F-16 ve F-35 alımını tartışan köşe yazısını son cümlesinden sonra kaldığı yerden devralın ve sürdürün.

**Belge Bölümü**
--------------------------------
MELİH ALTINOK / F-16’lar, F-35’ler çok mu lazım?

ABD’den almaya çalıştığımız F-16’lar ve F-35 projesi meselesi kimileri tarafından, “Ne gereği var, hani kendi uçaklarımızı yapıyorduk, hem beş on yıla insanlı uçak mı kalacak” diye küçümseniyor.
Ancak Türkiye‘nin F-35 projesine ta 2010 yılında girdiği ve Hulusi Akar’ın Milli Savunma Bakanlığı döneminden beri de F-16’lar konusunda yoğun mesai harcadığı düşünülürse konu ulusal güvenlik açısından önemli olmalı.
Emekli Pilot Tuğgeneral Dr. Hüseyin Fazla, “Peki neden önemli?” sorusunu yöneltebileceğimiz en yetkin isimlerden. F-16’ların neredeyse tüm modellerinde 2000 saatlik uçuş deneyimi olan Dr. Fazla, geçen akşam Sebep Sonuç’ta ihtiyacın sebeplerine dair doyurucu cevaplar verdi.
Geliştirmekte olduğumuz nesil uçaklarımızda önemli mesafe kat ettiğimizi anlatan Fazla, ancak önümüzdeki döneme dair savunma projeksiyonlarının elimizdekilere, mevcuda göre şekillendirildiğini anlatıyor.
--------------------------------
**Kaydedilmiş girdiler**
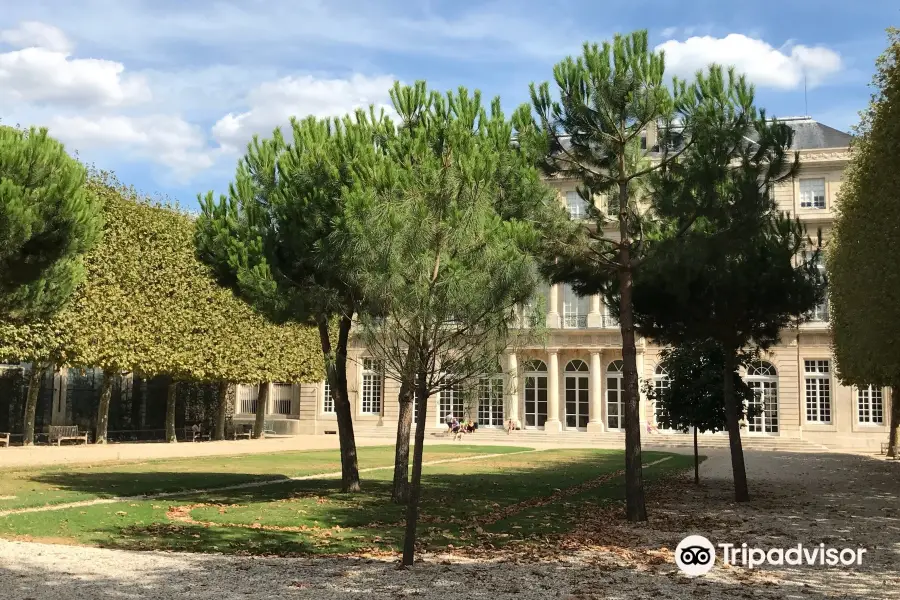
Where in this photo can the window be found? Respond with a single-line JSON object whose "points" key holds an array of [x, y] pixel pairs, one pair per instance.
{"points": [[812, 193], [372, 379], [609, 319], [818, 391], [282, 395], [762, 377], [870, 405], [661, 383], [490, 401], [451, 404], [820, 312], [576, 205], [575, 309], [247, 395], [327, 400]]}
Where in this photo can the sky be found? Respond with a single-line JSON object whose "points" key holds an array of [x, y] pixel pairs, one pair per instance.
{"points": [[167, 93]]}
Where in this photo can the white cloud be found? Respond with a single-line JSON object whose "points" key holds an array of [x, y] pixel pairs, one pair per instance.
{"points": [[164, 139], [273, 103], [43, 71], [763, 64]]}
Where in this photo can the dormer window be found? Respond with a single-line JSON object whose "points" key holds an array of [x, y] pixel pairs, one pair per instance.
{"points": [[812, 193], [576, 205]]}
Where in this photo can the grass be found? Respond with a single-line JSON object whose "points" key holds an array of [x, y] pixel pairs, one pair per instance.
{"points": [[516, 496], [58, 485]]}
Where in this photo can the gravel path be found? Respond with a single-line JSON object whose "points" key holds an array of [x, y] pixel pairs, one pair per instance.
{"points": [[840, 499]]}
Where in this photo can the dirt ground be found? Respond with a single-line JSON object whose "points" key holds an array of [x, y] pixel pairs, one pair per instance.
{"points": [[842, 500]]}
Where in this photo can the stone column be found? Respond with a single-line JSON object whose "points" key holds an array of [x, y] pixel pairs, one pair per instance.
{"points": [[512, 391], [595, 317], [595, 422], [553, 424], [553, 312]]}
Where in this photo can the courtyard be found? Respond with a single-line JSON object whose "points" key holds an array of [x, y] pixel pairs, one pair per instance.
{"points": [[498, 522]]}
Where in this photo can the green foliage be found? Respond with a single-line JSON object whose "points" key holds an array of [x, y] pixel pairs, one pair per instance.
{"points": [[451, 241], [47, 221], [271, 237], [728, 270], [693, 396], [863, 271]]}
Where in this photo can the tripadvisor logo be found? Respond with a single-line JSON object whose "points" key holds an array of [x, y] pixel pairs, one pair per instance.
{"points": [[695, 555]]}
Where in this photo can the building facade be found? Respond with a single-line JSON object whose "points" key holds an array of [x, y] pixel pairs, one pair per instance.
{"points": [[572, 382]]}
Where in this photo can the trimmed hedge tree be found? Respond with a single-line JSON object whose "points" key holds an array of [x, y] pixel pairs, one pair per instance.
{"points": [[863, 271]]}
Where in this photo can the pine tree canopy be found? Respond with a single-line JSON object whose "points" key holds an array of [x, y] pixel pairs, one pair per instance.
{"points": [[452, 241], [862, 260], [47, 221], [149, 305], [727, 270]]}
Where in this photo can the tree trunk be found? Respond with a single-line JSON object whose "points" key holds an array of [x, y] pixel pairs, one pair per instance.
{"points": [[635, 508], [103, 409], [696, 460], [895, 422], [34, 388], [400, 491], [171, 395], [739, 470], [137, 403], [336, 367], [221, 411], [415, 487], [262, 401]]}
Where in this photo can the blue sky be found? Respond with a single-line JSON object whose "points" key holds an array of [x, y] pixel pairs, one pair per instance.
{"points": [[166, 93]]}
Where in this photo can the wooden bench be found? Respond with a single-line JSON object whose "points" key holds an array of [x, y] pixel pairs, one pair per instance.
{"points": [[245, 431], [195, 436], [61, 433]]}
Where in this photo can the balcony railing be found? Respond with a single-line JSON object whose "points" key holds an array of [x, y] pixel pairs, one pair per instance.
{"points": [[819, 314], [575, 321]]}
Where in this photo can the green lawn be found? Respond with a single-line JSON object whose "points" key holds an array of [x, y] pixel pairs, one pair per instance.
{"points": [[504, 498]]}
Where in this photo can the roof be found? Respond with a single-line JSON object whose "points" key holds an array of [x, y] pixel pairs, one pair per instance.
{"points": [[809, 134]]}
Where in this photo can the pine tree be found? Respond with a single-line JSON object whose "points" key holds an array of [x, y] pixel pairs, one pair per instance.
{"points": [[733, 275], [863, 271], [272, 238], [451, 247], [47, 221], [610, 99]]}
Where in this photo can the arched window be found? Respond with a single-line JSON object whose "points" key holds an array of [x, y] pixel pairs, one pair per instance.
--------------------------------
**Alıştırma Sonucu**
Fazla, İsrail ve Yunanistan gibi potansiyel tehditlerin envanterindeki uçak sayısı ve bu uçakların niteliğinin planlamada belirleyici olduğunu hatırlatıp aradaki farkı kapatmak için harcanan çabanın ciddiyetinin altını çiziyor. Çünkü savaş zamanı en önemli konu tedarik süresi.
Silah çeşitliliği de savunma için hayati. Örneğin, NATO üyesi olmamıza karşın ihtiyaç duyduğumuzda verilemeyen Patriot‘ların yerine Rusya’dan aldığımız S-400’ler, korona günleri sonrası başlayan savaş pandemisinde hava savunmamızı destekledi.
Cumhurbaşkanı Erdoğan ile ABD Başkanı Trump arasındaki görüşmede uçakların teslimiyle ilgili önemli aşama kaydedildiği belirtiliyor.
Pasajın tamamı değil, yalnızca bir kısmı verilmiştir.